--- start of Given text ---

From back here, they are something like the size of an old cinema
screen - as it would appear relative to the audience, that is.
Long before the days of cinemascope, smaller and squarer, the
movie screen brought actors suddenly close, and could be filled
with a kiss before fizzling out in a sequence of white numbers
and exploding splotches of light. So I remember it, as I try
to describe the effect of David Spiller's images, many of them
lifted from that early magical world of Saturday morning 'flicks'
and spattered with paint-light. It's interesting to notice, too,
how one's eyes, looking at the paintings, flick between the randomly
placed dots, each playing its own colour note, with a movement
that is musically suggestive.
Like the movies, these pictures are immediately legible; you
seem to understand them at once 'across a crowded room', hearing
perhaps a subliminal snatch of melody as you read the words.
Skilful, complex, even painstaking in their facture they may
be, and an eclectic mix of quotation and artistic styles - but
for all that the heart is on the sleeve and more than anything
they are fun.
The words, oddly enough, do not interfere with this immediacy.

--- end of Given text ---
--- start of Listed records ---

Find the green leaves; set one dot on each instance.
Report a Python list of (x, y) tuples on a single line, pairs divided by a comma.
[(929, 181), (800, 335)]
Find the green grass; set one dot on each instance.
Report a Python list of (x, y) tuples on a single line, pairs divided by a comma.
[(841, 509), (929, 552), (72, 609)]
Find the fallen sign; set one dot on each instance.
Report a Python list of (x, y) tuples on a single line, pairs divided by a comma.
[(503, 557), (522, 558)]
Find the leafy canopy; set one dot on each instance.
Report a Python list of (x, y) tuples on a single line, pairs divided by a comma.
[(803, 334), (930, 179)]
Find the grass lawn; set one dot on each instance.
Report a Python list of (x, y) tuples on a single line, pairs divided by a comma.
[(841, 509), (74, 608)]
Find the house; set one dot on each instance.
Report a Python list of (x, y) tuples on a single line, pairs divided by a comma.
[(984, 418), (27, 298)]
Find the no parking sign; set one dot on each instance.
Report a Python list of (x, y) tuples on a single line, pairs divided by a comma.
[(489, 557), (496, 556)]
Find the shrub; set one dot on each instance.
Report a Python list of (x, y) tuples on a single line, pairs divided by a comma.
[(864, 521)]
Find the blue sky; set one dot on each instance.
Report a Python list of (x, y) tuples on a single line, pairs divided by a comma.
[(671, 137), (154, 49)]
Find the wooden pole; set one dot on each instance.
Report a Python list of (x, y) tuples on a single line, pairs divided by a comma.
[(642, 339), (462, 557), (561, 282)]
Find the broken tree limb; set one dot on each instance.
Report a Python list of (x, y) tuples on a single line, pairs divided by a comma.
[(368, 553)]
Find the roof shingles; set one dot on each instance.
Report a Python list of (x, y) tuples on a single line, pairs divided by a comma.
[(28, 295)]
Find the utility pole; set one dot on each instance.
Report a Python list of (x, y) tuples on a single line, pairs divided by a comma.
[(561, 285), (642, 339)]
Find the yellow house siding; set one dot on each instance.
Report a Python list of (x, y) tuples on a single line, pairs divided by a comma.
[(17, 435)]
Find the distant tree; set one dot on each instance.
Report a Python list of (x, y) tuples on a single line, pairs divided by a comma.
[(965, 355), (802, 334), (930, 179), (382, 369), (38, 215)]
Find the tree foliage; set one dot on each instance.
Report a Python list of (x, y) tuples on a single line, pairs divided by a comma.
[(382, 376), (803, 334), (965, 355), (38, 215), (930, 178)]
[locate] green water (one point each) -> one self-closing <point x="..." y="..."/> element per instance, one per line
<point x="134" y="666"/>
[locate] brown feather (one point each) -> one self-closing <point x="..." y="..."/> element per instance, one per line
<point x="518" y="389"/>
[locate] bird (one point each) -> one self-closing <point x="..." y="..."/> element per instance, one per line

--- end of Listed records ---

• **The tasks**:
#1 According to the passage on David Spiller's paintings, where were many of his images lifted from?
#2 Using the passage on David Spiller's paintings, explain why the movement of a viewer's eyes across the paintings is musically suggestive.
#3 Pick up the passage on David Spiller's paintings after its last sentence and keep writing.
The listing is separate material, unrelated to the text.

• **Expected outputs**:
#1 From the early magical world of Saturday morning "flicks."

#2 The eyes flick between randomly placed dots, and each dot plays its own color note. Moving from dot to dot therefore passes from one note to another, which suggests music.

#3
Mostly song lyrics, they have the same kind of popular and emotional
currency as many of the dominant, iconic images. Call them 'texts',
not exactly biblical, but evangelising love for certain, and
echoing with some plangency, as well as humour, against the image.
WE ALL NEED SOMEONE TO LEAN ON...LEAN ON ME is strapped below
a picture of the Thompson Twins, bowler hats wedged down over
their beetling brows, stiff black moustaches, walking sticks
over black-overcoated arms. AND TEARS FALL LIKE RAIN alongside
Marilyn, smiling through spangles.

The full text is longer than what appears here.